CONSEGNA 1: Nel testo su Albert Camus, individua ed elenca le azioni che, secondo quanto si dice, Nietzsche compiva di notte dopo la rottura con Lou Salomè.
CONSEGNA 2: Prosegui il testo su Albert Camus, riprendendo subito dopo la sua ultima frase.

TESTO:
==========

“Si dice che Nietzsche, dopo la rottura con Lou Salomè, entrato ormai in una definitiva solitudine, schiacciato ed esaltato a un tempo dalla prospettiva di quest’opera immensa, che doveva portare avanti senza alcun soccorso, passeggiasse la notte sulle montagne che dominano il golfo di Genova e vi accendesse grandi fuochi di foglie e rami che poi guardava consumarsi. Ho spesso pensato a questi fuochi e mi è accaduto di immaginarvi davanti a essi, per metterli alla prova, certi uomini e certe opere. Ebbene la nostra epoca è uno di questi fuochi il cui insostenibile ardore ridurrà senza dubbio molte opere in cenere”.
Queste riflessioni fanno parte della conferenza che lo scrittore francese Albert Camus tenne nell’anfiteatro della città di Uppsala il 14 dicembre 1957 quando gli venne conferito il premio Nobel per la letteratura.
È stato Camus indubbiamente uno straordinario interprete della cultura e della società del ’900. Le sue tensioni esistenziali tra il mito di Sisifo e le assurde modalità del vivere, tra le implacabili ed equilibrate riflessioni, mai piagate da effimeri dogmatismi ideologici, hanno donato agli uomini di diverse generazioni, il senso di un intelligente itinerario nella vita, sempre ricco di amore per la libertà, per la rigorosa ricerca di un mondo solidale e migliore.

==========

ESTRATTO DEL DATASET:
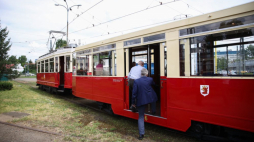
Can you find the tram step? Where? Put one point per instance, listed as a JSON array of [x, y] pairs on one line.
[[60, 91]]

==========

RISPOSTA ATTESA 1:
- Passeggiava sulle montagne che dominano il golfo di Genova.
- Accendeva grandi fuochi di foglie e rami.
- Guardava quei fuochi consumarsi.

RISPOSTA ATTESA 2:
Questo straordinario personaggio nato a Mondovi in Algeria il 7 novembre del 1913, dopo Kipling fu il più giovane autore a ottenere il Nobel, prestigioso riconoscimento internazionale. Ma di Camus rimane ostinata la certezza che fosse una persona che sapeva guardare criticamente dentro di sé per avvicinarsi alla realtà che si vuole capire con animo libero e disponibile, con un’attitudine a non pronunciare giudizi moralistici assoluti.
Questa vocazione appare inesauribile nel volume Saremo leggeri. Corrispondenza (1944-1959), ed. Bompiani, nel quale Albert Camus e la sua amata Maria Casarès si scambiano ben 865 lettere, nelle quali si narrano con equilibrio straordinario le onde poetiche di una storia di amore rara e avvincente.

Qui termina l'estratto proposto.